• [Direction]
Reproduce the lines below verbatim, omitting the pictures.

* * *

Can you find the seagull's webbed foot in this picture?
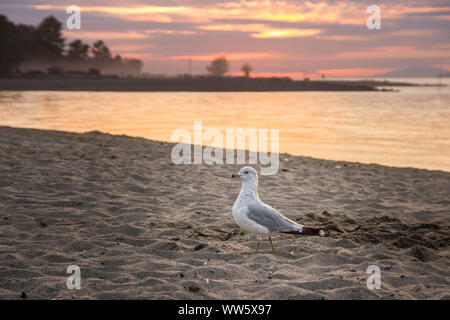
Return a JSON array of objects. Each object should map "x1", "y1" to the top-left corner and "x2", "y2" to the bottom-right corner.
[
  {"x1": 269, "y1": 237, "x2": 275, "y2": 251},
  {"x1": 254, "y1": 239, "x2": 261, "y2": 254}
]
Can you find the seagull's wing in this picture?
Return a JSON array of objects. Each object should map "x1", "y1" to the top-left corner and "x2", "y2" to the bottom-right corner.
[{"x1": 247, "y1": 201, "x2": 303, "y2": 233}]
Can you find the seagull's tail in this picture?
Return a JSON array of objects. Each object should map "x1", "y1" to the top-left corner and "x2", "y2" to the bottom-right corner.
[{"x1": 282, "y1": 226, "x2": 325, "y2": 237}]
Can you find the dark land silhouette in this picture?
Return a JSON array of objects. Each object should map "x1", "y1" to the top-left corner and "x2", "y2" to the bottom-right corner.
[
  {"x1": 0, "y1": 15, "x2": 442, "y2": 92},
  {"x1": 0, "y1": 15, "x2": 143, "y2": 77}
]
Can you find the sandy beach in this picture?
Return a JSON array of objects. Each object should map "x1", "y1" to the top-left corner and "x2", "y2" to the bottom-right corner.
[{"x1": 0, "y1": 127, "x2": 450, "y2": 299}]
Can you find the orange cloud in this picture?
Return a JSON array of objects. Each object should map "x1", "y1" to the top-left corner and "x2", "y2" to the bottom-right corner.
[
  {"x1": 31, "y1": 0, "x2": 450, "y2": 26},
  {"x1": 317, "y1": 68, "x2": 394, "y2": 78},
  {"x1": 168, "y1": 52, "x2": 280, "y2": 61},
  {"x1": 63, "y1": 30, "x2": 149, "y2": 40}
]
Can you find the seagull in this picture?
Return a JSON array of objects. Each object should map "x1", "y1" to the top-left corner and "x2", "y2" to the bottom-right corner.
[{"x1": 231, "y1": 166, "x2": 325, "y2": 254}]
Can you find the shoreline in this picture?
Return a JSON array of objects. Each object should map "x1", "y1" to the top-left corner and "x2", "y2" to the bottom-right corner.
[
  {"x1": 0, "y1": 127, "x2": 450, "y2": 299},
  {"x1": 0, "y1": 76, "x2": 422, "y2": 92}
]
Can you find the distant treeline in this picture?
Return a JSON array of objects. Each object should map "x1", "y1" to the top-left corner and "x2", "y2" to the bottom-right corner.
[{"x1": 0, "y1": 15, "x2": 143, "y2": 76}]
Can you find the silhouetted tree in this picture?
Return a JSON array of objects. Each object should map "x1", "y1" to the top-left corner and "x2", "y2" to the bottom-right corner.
[
  {"x1": 35, "y1": 16, "x2": 65, "y2": 59},
  {"x1": 206, "y1": 56, "x2": 228, "y2": 77},
  {"x1": 124, "y1": 59, "x2": 143, "y2": 76},
  {"x1": 67, "y1": 39, "x2": 89, "y2": 62},
  {"x1": 0, "y1": 15, "x2": 143, "y2": 76},
  {"x1": 91, "y1": 40, "x2": 111, "y2": 61},
  {"x1": 241, "y1": 63, "x2": 253, "y2": 78},
  {"x1": 0, "y1": 15, "x2": 22, "y2": 75}
]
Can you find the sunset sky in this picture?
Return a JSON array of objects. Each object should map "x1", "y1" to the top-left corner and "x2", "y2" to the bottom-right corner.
[{"x1": 0, "y1": 0, "x2": 450, "y2": 77}]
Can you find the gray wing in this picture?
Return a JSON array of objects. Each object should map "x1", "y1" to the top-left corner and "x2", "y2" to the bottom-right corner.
[{"x1": 247, "y1": 202, "x2": 302, "y2": 232}]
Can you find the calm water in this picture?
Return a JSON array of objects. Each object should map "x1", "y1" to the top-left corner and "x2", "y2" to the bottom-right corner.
[{"x1": 0, "y1": 79, "x2": 450, "y2": 171}]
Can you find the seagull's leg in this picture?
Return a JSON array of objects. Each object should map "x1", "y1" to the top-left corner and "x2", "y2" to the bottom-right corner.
[
  {"x1": 269, "y1": 237, "x2": 275, "y2": 251},
  {"x1": 255, "y1": 238, "x2": 261, "y2": 254}
]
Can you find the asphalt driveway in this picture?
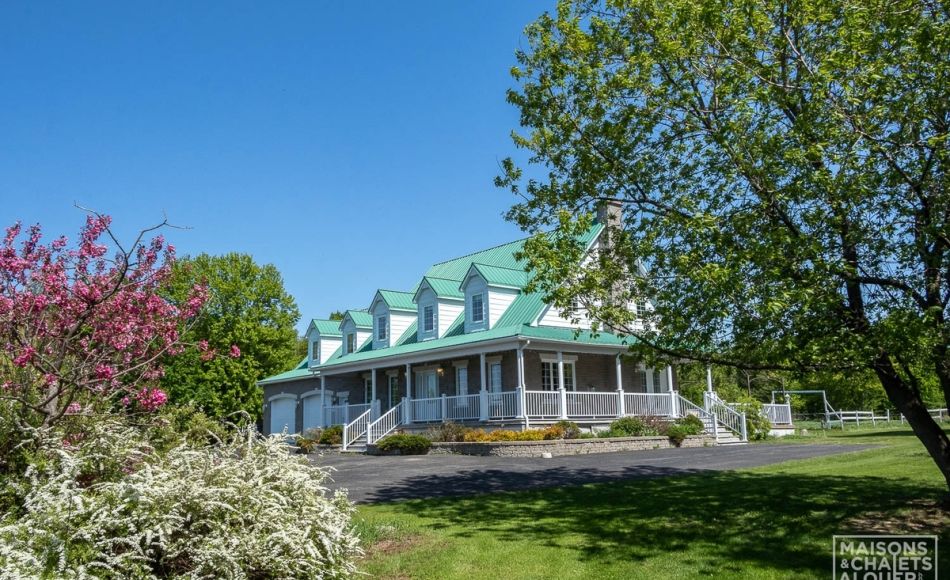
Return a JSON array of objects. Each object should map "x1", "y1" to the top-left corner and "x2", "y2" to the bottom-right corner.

* * *

• [Answer to this problem]
Can you find the seagull's webbed foot in this picture?
Return a JSON array of objects. Each object should map "x1", "y1" to the top-left corner and "x2", "y2" to the bottom-right corner.
[
  {"x1": 269, "y1": 237, "x2": 275, "y2": 251},
  {"x1": 254, "y1": 239, "x2": 261, "y2": 254}
]
Can you find the seagull's wing in this picture?
Return a JSON array of objects. Each object should map "x1", "y1" to the top-left corner and "x2", "y2" to the bottom-right corner.
[{"x1": 247, "y1": 201, "x2": 303, "y2": 233}]
Can you find the seagull's tail in this picture?
Return a JSON array of objects. Each object should map "x1", "y1" to the top-left corner and "x2", "y2" to the bottom-right corner.
[{"x1": 282, "y1": 226, "x2": 325, "y2": 237}]
Can you find the dark land silhouette in this picture?
Return a JSON array of objects. Each object should map "x1", "y1" to the top-left corner and "x2", "y2" to the bottom-right corner.
[
  {"x1": 0, "y1": 15, "x2": 442, "y2": 92},
  {"x1": 0, "y1": 15, "x2": 143, "y2": 77}
]
Can you find the sandy beach in this picture?
Return a JSON array of objects. Each object should map "x1", "y1" to the top-left corner and "x2", "y2" to the bottom-right corner.
[{"x1": 0, "y1": 127, "x2": 450, "y2": 299}]
Can you find the orange cloud in this picture?
Return a JSON array of objects. Each object should map "x1", "y1" to the top-left corner and "x2", "y2" to the bottom-right corner.
[
  {"x1": 31, "y1": 0, "x2": 450, "y2": 26},
  {"x1": 317, "y1": 68, "x2": 394, "y2": 78},
  {"x1": 168, "y1": 52, "x2": 280, "y2": 61},
  {"x1": 63, "y1": 30, "x2": 149, "y2": 40}
]
Can you find the seagull in this picture?
Return a JSON array of objects. Each object should map "x1", "y1" to the top-left corner and "x2", "y2" to the bottom-right corner.
[{"x1": 231, "y1": 166, "x2": 325, "y2": 254}]
Can you find the shoreline in this picture?
Return a JSON array of objects. Each object should map "x1", "y1" to the top-left corner and "x2", "y2" to the bottom-right corner.
[
  {"x1": 0, "y1": 127, "x2": 450, "y2": 299},
  {"x1": 0, "y1": 76, "x2": 422, "y2": 92}
]
Can you find the distant treeline in this picture?
Return a JSON array of objects. Each object should map "x1", "y1" to the top-left corner and "x2", "y2" to the bottom-right corner.
[{"x1": 0, "y1": 15, "x2": 143, "y2": 76}]
Can you find the silhouetted tree in this picture?
Return a JSON array of objects. Each object should map "x1", "y1" to the top-left corner and "x2", "y2" to the bottom-right corner.
[
  {"x1": 35, "y1": 16, "x2": 65, "y2": 59},
  {"x1": 206, "y1": 56, "x2": 228, "y2": 77},
  {"x1": 124, "y1": 59, "x2": 143, "y2": 76},
  {"x1": 67, "y1": 39, "x2": 89, "y2": 62},
  {"x1": 0, "y1": 15, "x2": 143, "y2": 76},
  {"x1": 91, "y1": 40, "x2": 111, "y2": 61},
  {"x1": 241, "y1": 63, "x2": 253, "y2": 78},
  {"x1": 0, "y1": 15, "x2": 22, "y2": 75}
]
Can you find the sunset sky in this picture?
Return a JSON array of objects. Each object should map "x1", "y1" to the top-left corner and "x2", "y2" to the bottom-right corner.
[{"x1": 0, "y1": 0, "x2": 450, "y2": 77}]
Can you find the gray wing in this picture?
Return a JSON array of objects. Each object should map "x1", "y1" to the top-left corner and "x2", "y2" to the bottom-right corner.
[{"x1": 247, "y1": 202, "x2": 302, "y2": 232}]
Can you find the calm water in this picture?
Return a JSON array of objects. Each object should map "x1", "y1" to the top-left corner and "x2", "y2" to the bottom-right corner.
[{"x1": 0, "y1": 79, "x2": 450, "y2": 171}]
Can you find the seagull's leg in this picture?
Return a JSON array of objects. Each object should map "x1", "y1" to the top-left corner and "x2", "y2" to the bottom-right corner.
[
  {"x1": 269, "y1": 237, "x2": 275, "y2": 251},
  {"x1": 255, "y1": 238, "x2": 261, "y2": 254}
]
Can you find the asphalt driveway in this picture?
Return a JSON array of objects. Each object should map "x1", "y1" to the top-left corner and "x2", "y2" to the bottom-right corner.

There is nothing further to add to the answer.